### Short problem
Please reproduce the entries below, changing every "depth camera" to "depth sensor" and leaving everything else untouched.

------ Data shown

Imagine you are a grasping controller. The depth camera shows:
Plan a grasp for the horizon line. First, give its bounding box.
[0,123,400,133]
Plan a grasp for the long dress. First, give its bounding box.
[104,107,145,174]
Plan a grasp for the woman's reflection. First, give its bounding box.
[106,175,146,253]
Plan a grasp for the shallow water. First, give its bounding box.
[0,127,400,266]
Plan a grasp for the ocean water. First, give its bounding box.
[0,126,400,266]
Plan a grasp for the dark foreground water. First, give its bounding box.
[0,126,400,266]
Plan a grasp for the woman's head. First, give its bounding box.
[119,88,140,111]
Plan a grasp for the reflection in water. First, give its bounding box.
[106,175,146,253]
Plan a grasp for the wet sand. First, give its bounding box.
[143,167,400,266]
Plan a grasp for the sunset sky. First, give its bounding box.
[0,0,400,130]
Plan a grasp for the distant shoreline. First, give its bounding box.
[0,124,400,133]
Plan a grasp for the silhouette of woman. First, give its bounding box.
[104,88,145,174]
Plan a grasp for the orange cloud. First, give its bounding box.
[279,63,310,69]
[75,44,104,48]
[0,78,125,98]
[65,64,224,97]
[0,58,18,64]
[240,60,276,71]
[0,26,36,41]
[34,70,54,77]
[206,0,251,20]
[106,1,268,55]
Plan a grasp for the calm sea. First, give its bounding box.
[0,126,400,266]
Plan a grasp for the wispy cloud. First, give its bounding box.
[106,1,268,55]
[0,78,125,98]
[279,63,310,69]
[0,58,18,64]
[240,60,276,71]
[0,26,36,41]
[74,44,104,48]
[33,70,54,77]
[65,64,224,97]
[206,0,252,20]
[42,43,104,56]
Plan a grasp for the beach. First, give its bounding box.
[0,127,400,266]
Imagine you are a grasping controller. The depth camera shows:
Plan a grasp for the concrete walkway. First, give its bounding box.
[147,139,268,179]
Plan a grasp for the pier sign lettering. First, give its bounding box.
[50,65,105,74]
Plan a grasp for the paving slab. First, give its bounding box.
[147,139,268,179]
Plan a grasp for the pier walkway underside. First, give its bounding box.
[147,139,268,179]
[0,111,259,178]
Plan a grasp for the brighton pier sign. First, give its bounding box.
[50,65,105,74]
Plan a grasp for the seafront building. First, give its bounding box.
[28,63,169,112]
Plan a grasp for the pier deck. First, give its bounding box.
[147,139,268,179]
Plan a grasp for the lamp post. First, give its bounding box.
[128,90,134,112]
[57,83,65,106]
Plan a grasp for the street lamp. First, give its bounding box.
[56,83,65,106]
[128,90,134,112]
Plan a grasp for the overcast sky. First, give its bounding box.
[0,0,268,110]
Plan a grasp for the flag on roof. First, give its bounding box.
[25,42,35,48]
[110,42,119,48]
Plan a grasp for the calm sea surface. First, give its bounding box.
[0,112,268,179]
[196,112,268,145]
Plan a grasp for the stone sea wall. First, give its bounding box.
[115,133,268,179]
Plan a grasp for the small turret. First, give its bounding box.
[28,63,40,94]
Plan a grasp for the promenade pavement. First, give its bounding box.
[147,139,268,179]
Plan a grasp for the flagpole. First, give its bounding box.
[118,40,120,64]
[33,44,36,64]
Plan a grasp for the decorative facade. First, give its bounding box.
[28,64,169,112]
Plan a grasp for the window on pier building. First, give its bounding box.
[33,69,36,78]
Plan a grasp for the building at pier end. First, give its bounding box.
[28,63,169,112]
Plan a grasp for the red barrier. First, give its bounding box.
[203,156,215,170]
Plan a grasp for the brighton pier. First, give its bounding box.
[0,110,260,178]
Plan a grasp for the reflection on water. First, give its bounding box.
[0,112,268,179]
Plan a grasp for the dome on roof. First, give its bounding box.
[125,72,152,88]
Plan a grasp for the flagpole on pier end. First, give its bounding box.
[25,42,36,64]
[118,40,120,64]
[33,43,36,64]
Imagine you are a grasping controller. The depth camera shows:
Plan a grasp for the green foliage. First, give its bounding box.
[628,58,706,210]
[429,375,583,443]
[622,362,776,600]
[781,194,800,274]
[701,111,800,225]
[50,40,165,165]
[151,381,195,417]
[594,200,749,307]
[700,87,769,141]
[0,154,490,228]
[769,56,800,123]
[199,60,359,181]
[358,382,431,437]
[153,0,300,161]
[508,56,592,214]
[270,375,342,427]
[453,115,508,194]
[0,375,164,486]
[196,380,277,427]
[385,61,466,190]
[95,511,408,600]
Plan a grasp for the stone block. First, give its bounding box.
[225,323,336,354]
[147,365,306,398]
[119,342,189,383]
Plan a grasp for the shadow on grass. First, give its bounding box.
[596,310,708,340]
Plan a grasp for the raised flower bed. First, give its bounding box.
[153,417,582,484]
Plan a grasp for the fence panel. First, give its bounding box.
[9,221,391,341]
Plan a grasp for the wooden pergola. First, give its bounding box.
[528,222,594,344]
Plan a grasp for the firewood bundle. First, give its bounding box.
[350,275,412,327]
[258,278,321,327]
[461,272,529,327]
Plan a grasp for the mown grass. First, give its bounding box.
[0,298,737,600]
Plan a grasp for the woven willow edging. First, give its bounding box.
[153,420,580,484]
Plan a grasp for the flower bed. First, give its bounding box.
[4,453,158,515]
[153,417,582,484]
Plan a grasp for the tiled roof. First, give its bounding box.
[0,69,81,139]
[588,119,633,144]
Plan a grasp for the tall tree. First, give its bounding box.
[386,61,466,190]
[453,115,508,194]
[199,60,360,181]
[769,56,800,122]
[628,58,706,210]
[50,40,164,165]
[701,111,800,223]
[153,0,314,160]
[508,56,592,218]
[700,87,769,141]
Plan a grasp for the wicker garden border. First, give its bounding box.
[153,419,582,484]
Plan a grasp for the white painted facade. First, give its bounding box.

------------

### The result
Imagine you are a grasping controller. The depth sensor shows:
Plan a grasp for the horizon line. First, give its bounding box.
[0,123,400,133]
Plan a grasp for the long dress. First, give its bounding box.
[104,107,145,174]
Plan a grasp for the woman's reflection. First, give its bounding box.
[106,175,146,253]
Plan a grasp for the shallow water. First, give its bounding box.
[0,127,400,266]
Plan a grasp for the ocean water. First, give its bounding box.
[0,126,400,266]
Plan a grasp for the dark foreground water. First, give its bounding box.
[0,126,400,266]
Plan a grasp for the woman's head. First, give its bounding box.
[119,88,140,111]
Plan a grasp for the reflection in water. First, give its bounding box.
[106,175,146,253]
Plan a grasp for the wet sand. First, give its bounding box.
[143,167,400,266]
Plan a grasp for the sunset sky. First, give its bounding box.
[0,0,400,130]
Plan a grasp for the distant shoreline. First, give its bounding box.
[0,124,400,133]
Plan a grasp for the silhouette of woman. First, give its bounding box.
[104,88,145,174]
Plan a grasp for the orange cloud. First, give its bounding box.
[279,63,310,69]
[75,44,104,48]
[0,78,125,98]
[65,64,224,97]
[0,58,18,64]
[240,60,276,71]
[0,26,36,41]
[34,70,54,77]
[206,0,251,20]
[106,1,268,55]
Plan a grasp for the calm sea. First, give its bounding box.
[0,126,400,266]
Plan a grasp for the wispy cloud. First, give its bounding box.
[106,1,268,55]
[0,78,125,98]
[279,63,310,69]
[0,58,18,64]
[240,60,276,71]
[0,26,36,41]
[74,44,104,48]
[33,70,54,77]
[65,64,224,97]
[206,0,252,20]
[42,43,104,56]
Plan a grasp for the beach. First, give its bounding box.
[0,127,400,266]
Imagine you are a grasping controller. The depth sensor shows:
Plan a grasp for the concrete walkway. First, give its bounding box.
[147,139,268,179]
Plan a grasp for the pier sign lettering. First, give its bounding box.
[50,65,105,74]
Plan a grasp for the paving slab. First, give its bounding box.
[147,139,268,179]
Plan a grasp for the pier walkway underside. First, give its bounding box.
[147,139,268,179]
[0,111,259,178]
Plan a grasp for the brighton pier sign. First, give its bounding box.
[50,65,105,74]
Plan a grasp for the seafront building. First, give its bounding box.
[28,63,169,112]
Plan a grasp for the pier deck. First, give its bounding box.
[147,139,268,179]
Plan a grasp for the lamp post. First, give its bounding box.
[128,90,134,112]
[57,83,65,106]
Plan a grasp for the street lamp. First, give its bounding box.
[56,83,65,106]
[128,90,134,112]
Plan a grasp for the overcast sky. First, give its bounding box.
[0,0,268,110]
Plan a grasp for the flag on roof. First, give its bounding box.
[25,42,35,48]
[110,42,119,48]
Plan a grasp for the calm sea surface. First, give its bounding box.
[0,112,268,179]
[196,112,268,145]
Plan a grasp for the stone sea wall. First, give its bounding box.
[115,133,268,179]
Plan a grasp for the small turret. First, give its bounding box.
[28,63,40,94]
Plan a grasp for the promenade pavement. First, give its bounding box.
[147,139,268,179]
Plan a grasp for the flagpole. First, give its bounding box.
[118,40,120,64]
[33,44,36,64]
Plan a grasp for the decorative facade. First, give its bounding box.
[28,64,169,112]
Plan a grasp for the window on pier building. First, give its bounding box.
[33,69,36,78]
Plan a grasp for the building at pier end. First, give its bounding box.
[28,63,169,112]
Plan a grasp for the red barrier. First, give its bounding box.
[203,156,215,170]
Plan a grasp for the brighton pier. First, give its bounding box.
[0,110,260,178]
Plan a grasp for the reflection on water. First, give its bounding box.
[0,112,268,179]
Plan a grasp for the dome on roof. First, give its bounding box.
[125,72,152,88]
Plan a grasp for the flagpole on pier end. First, give its bounding box.
[25,42,36,64]
[118,40,120,64]
[33,43,36,64]
Imagine you are a grasping controller. The depth sensor shows:
Plan a grasp for the green foliage. First, give its bounding box.
[628,58,706,210]
[429,375,583,443]
[622,362,776,600]
[781,194,800,274]
[701,111,800,225]
[50,40,165,165]
[151,381,195,417]
[594,200,749,307]
[700,87,769,141]
[0,154,490,228]
[769,56,800,123]
[199,60,359,181]
[358,382,431,437]
[153,0,300,161]
[508,56,592,214]
[270,375,342,427]
[453,115,508,194]
[0,375,164,486]
[196,380,277,427]
[385,61,466,190]
[95,511,408,600]
Plan a grasp for the stone block. First, give its bounding box.
[225,323,336,354]
[147,365,306,398]
[119,342,189,383]
Plan a grasp for the shadow on grass. First, give its bounding box.
[596,310,708,340]
Plan a grasp for the raised flower bed. First, give its bounding box.
[153,417,582,484]
Plan a grasp for the fence panel. First, give its bounding box.
[9,221,391,341]
Plan a grasp for the wooden pergola. First, give its bounding box.
[528,222,594,344]
Plan a grasp for the firewood bundle. First, give its bounding box.
[350,275,412,327]
[258,278,321,327]
[461,272,529,327]
Plan a grasp for the mown grass. First, give its bounding box.
[0,298,737,600]
Plan a grasp for the woven willow edging. First, give its bounding box.
[153,420,580,484]
Plan a grasp for the flower bed. First, give its bounding box.
[4,453,158,515]
[153,417,582,484]
Plan a grasp for the tiled roof. First, give its bounding box.
[0,69,81,139]
[588,119,633,144]
Plan a grasp for the tall tree. First, give its bounding box.
[386,61,466,190]
[453,115,508,194]
[199,60,360,181]
[769,56,800,122]
[628,58,706,210]
[50,40,164,165]
[701,111,800,223]
[153,0,314,160]
[508,56,592,218]
[700,87,769,141]
Plan a grasp for the wicker garden border. First, give its bounding box.
[153,419,582,484]
Plan a grasp for the white painted facade. First, give its bounding box.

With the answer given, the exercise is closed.